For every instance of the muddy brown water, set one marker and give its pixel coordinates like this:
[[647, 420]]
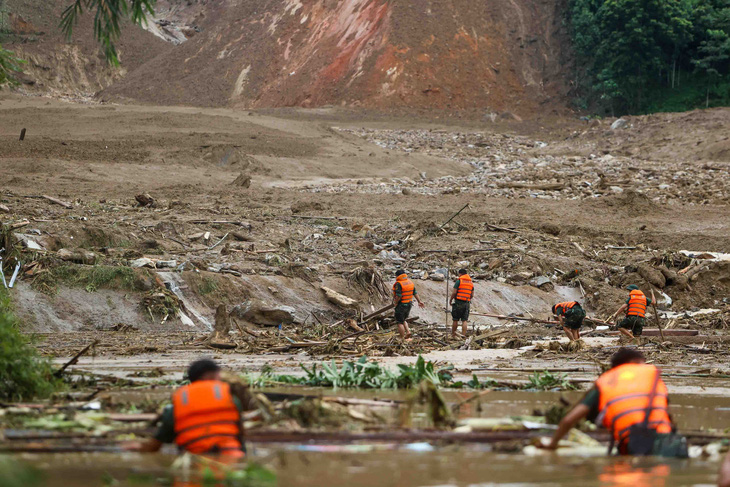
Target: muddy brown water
[[388, 466], [417, 464]]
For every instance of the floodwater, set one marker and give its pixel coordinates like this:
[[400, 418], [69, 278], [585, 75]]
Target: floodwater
[[388, 466], [405, 465]]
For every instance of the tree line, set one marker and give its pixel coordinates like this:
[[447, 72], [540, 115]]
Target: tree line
[[637, 56]]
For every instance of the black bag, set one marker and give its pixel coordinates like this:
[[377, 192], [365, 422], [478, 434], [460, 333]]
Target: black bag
[[642, 438]]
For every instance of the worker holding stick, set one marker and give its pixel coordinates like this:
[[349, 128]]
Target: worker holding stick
[[570, 315], [635, 308], [404, 292], [461, 302]]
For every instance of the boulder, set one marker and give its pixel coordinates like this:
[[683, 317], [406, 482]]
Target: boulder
[[619, 124], [261, 313], [652, 275], [77, 256], [339, 299]]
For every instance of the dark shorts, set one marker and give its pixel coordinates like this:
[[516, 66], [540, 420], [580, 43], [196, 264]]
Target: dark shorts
[[460, 310], [402, 311], [633, 323], [574, 318]]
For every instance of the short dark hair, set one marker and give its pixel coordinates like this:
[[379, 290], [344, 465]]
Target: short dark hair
[[201, 367], [625, 356]]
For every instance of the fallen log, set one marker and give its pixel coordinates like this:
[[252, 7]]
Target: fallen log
[[74, 359], [66, 205], [377, 313], [518, 318], [654, 332]]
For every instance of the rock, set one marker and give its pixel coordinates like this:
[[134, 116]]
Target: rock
[[150, 243], [144, 283], [261, 313], [220, 337], [652, 275], [619, 124], [142, 262], [509, 116], [339, 299], [301, 206], [145, 200], [77, 256], [543, 283], [550, 229], [242, 181]]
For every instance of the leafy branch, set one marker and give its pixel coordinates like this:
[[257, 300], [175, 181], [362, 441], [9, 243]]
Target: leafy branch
[[107, 19]]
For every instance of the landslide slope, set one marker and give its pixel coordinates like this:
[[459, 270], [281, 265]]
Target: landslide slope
[[503, 55], [58, 67]]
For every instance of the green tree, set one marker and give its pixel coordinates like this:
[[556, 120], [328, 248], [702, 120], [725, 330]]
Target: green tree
[[108, 17], [9, 65]]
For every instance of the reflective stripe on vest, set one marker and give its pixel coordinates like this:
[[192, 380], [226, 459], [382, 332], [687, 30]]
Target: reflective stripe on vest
[[637, 304], [624, 396], [206, 418], [406, 289], [466, 288], [566, 306]]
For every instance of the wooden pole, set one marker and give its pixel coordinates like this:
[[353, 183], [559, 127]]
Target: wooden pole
[[656, 314]]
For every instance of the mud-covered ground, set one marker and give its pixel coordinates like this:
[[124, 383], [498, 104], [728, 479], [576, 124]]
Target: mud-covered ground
[[263, 208]]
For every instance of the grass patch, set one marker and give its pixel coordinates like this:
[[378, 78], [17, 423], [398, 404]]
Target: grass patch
[[90, 277], [24, 375], [208, 285], [363, 374]]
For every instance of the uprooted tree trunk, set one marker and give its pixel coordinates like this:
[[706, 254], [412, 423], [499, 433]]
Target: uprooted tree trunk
[[220, 337]]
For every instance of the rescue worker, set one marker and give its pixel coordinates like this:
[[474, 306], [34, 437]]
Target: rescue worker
[[204, 418], [404, 292], [724, 479], [620, 400], [570, 314], [635, 307], [461, 302]]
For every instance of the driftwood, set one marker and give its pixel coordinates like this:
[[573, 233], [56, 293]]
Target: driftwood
[[543, 186], [339, 299], [518, 318], [453, 216], [74, 359], [499, 229], [57, 201]]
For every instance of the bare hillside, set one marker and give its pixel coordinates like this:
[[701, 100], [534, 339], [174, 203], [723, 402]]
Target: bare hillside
[[504, 55]]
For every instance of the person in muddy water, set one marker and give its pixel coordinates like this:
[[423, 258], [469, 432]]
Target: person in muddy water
[[631, 400], [570, 315], [404, 292], [461, 302], [204, 417], [635, 307]]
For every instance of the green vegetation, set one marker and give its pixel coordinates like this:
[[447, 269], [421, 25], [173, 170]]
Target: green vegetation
[[638, 56], [363, 374], [108, 15], [90, 277], [23, 374]]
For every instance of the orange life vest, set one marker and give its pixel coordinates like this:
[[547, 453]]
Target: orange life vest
[[206, 418], [565, 306], [466, 288], [637, 304], [624, 397], [406, 289]]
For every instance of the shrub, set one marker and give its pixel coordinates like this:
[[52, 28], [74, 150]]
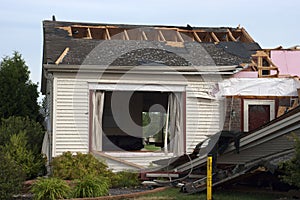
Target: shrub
[[11, 177], [33, 132], [125, 179], [50, 189], [70, 167], [90, 186], [16, 150], [292, 167]]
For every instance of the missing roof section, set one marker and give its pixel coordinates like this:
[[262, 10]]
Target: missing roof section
[[162, 34]]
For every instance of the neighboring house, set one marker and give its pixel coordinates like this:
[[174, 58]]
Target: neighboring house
[[103, 81]]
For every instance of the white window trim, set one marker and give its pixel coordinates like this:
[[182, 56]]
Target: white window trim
[[248, 102], [138, 87]]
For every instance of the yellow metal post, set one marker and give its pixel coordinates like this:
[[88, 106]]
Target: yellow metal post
[[209, 178]]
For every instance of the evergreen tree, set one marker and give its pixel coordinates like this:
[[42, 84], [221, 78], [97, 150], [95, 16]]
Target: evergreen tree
[[18, 95]]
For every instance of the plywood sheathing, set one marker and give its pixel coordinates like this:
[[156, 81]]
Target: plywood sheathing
[[164, 34], [263, 63], [62, 55]]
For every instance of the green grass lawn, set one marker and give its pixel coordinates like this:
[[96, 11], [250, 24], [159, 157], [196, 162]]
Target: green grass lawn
[[174, 194]]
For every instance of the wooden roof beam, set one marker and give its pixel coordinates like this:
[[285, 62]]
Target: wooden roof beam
[[179, 36], [247, 36], [161, 35], [89, 35], [214, 37], [144, 35], [230, 35], [126, 34], [62, 56], [107, 34], [197, 38]]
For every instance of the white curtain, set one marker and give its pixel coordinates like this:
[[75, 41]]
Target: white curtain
[[98, 105], [175, 124]]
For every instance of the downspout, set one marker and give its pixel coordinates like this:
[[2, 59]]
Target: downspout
[[49, 77]]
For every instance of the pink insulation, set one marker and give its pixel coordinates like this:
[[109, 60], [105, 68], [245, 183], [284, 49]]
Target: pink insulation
[[287, 61]]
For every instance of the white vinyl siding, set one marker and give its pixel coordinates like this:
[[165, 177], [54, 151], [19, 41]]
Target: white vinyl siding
[[71, 116], [71, 110]]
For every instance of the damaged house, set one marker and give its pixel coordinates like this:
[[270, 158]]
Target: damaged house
[[133, 94]]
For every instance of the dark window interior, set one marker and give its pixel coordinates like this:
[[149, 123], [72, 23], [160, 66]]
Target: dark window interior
[[116, 139]]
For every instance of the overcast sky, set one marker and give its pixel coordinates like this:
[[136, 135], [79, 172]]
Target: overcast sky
[[270, 22]]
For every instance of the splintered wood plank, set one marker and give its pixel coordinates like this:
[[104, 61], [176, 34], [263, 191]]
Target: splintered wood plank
[[89, 33], [126, 35], [61, 57], [246, 35], [197, 38], [107, 34], [214, 37], [179, 36], [161, 35], [230, 35], [144, 35]]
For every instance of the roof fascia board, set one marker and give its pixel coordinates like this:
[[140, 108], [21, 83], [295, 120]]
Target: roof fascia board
[[279, 127], [168, 69]]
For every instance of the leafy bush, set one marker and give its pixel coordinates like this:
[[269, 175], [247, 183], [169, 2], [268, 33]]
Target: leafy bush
[[70, 167], [11, 177], [125, 179], [33, 132], [16, 150], [90, 186], [50, 189], [292, 167]]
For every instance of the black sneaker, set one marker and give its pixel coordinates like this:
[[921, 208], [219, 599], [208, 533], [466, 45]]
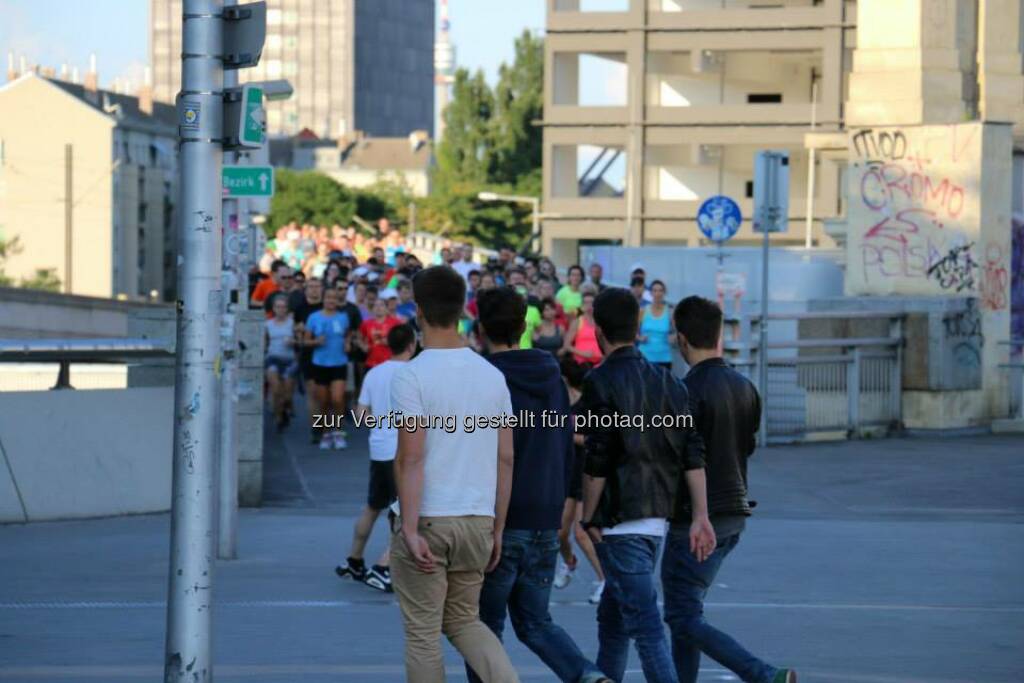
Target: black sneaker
[[379, 578], [354, 569]]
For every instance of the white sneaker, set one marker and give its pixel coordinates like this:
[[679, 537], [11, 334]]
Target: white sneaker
[[563, 574]]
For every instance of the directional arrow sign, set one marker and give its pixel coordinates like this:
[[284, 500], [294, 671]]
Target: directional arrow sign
[[247, 180]]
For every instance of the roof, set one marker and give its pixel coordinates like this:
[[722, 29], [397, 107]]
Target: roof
[[382, 154], [164, 119]]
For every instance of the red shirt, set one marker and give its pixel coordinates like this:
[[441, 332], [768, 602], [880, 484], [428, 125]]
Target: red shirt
[[375, 333]]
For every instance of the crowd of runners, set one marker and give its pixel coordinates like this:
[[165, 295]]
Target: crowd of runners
[[485, 521]]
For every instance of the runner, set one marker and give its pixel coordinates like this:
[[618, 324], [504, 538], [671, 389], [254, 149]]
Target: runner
[[728, 417], [521, 582], [454, 488], [280, 364], [375, 398], [631, 482], [655, 328], [328, 332]]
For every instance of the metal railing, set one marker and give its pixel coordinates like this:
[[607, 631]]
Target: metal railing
[[823, 384], [65, 352]]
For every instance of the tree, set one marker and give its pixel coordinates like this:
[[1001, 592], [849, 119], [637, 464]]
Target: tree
[[308, 197]]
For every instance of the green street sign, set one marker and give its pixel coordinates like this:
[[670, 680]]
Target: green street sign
[[247, 180], [251, 125]]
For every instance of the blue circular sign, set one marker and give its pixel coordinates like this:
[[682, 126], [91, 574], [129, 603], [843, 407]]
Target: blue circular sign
[[719, 218]]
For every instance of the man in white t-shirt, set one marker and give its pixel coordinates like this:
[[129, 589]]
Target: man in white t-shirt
[[375, 399], [455, 480]]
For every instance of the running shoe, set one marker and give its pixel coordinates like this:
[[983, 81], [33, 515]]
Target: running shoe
[[379, 578], [563, 574], [352, 568]]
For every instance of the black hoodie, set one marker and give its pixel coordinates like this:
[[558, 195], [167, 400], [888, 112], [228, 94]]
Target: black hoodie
[[543, 453]]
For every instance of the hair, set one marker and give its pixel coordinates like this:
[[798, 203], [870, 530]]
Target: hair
[[699, 321], [399, 338], [572, 372], [503, 314], [440, 294], [616, 313]]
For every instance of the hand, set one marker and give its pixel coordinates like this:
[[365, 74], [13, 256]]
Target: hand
[[702, 540], [420, 550], [496, 554]]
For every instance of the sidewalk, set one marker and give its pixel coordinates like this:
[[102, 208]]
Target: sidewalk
[[894, 561]]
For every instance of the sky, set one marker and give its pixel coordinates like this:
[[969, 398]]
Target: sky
[[52, 32]]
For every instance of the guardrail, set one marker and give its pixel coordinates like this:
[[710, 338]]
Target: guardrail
[[66, 351]]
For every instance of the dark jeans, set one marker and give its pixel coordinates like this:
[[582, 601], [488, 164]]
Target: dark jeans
[[521, 583], [686, 583], [629, 608]]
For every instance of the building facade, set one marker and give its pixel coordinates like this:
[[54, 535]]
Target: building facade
[[98, 166], [355, 65], [653, 105]]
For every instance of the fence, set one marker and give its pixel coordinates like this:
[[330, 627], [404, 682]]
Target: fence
[[823, 384]]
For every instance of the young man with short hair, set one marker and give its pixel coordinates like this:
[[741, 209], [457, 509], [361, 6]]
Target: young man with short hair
[[375, 399], [728, 413], [455, 479], [632, 475], [541, 480]]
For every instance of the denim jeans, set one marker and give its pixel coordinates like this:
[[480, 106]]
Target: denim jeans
[[629, 608], [521, 584], [686, 583]]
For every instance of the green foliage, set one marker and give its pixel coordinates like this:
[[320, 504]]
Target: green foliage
[[489, 143], [308, 197]]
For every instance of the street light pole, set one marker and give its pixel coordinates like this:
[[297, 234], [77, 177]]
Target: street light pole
[[187, 654]]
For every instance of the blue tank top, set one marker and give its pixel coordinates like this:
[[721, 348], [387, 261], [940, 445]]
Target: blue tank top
[[656, 330]]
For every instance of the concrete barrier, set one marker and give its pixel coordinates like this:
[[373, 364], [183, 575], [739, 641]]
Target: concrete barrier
[[85, 454]]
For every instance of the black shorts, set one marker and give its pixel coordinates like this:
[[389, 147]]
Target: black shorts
[[382, 491], [325, 375]]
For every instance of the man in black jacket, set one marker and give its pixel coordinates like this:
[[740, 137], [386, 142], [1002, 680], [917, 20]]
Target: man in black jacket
[[639, 446], [728, 413], [521, 582]]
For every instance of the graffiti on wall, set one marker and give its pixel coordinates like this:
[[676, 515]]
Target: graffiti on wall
[[913, 215]]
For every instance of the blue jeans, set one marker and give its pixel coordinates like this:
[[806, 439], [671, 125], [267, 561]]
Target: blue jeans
[[686, 583], [629, 608], [521, 583]]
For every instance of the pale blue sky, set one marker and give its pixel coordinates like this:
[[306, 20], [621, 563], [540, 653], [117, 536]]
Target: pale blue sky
[[51, 32]]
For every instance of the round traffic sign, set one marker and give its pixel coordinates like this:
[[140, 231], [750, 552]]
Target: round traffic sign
[[719, 218]]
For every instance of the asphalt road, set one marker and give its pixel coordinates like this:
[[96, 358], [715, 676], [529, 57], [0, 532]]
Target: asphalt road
[[875, 561]]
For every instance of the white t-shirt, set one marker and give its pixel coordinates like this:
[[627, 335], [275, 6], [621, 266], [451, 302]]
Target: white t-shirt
[[461, 467], [645, 526], [376, 394]]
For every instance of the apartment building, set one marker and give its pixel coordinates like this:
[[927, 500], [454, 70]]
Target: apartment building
[[97, 167], [355, 65]]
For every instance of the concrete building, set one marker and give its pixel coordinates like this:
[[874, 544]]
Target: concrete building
[[355, 65], [97, 166]]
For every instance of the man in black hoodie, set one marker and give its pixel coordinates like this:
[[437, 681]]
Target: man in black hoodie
[[521, 582]]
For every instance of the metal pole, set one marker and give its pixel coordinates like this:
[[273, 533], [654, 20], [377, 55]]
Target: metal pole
[[188, 651], [69, 215], [227, 476]]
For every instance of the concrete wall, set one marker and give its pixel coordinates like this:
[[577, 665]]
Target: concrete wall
[[84, 454]]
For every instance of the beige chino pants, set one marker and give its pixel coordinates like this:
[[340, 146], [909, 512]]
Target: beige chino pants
[[448, 600]]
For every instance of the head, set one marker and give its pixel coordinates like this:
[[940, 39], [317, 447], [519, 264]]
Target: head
[[503, 315], [401, 341], [440, 295], [331, 299], [616, 315], [698, 325], [574, 276], [657, 291]]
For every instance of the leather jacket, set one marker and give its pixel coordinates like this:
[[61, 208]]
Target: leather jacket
[[642, 467], [727, 410]]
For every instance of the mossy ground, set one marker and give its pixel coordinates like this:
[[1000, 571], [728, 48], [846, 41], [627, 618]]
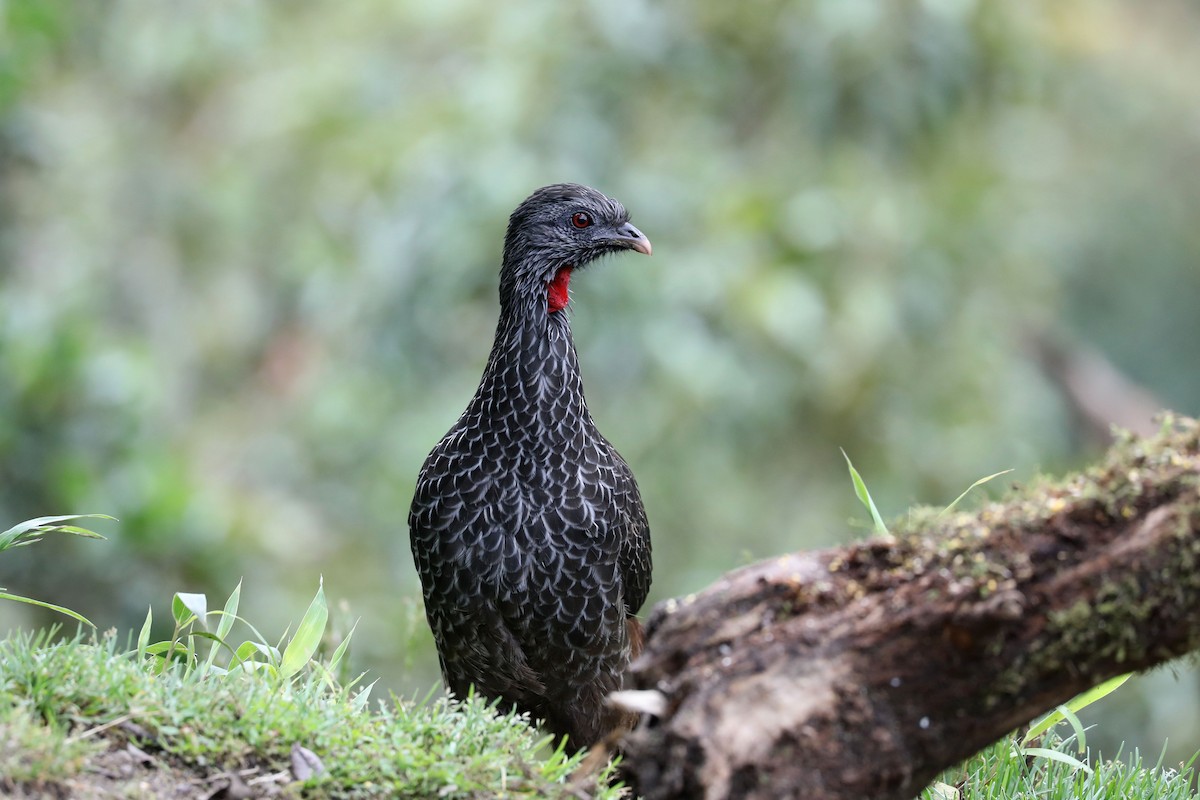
_ _ _ _ _ _ _
Your assignment:
Among the lines above, repeat exactly those from the line with "For every instance of the dark window" to the line with "[[104, 61], [176, 34], [263, 191]]", counting both ends.

Reply to the task:
For every instance of the dark window interior, set one marker and give its pixel coordinates like this:
[[149, 123], [72, 23], [160, 66]]
Target: dark window interior
[[116, 139]]
For every instance of the overcast sky, set one marker and give its pixel coordinates like this:
[[136, 135], [79, 172]]
Target: overcast sky
[[270, 22]]
For every instance of the splintered wood plank, set one marker and give its pixel coordinates like this:
[[104, 61], [176, 34], [263, 191]]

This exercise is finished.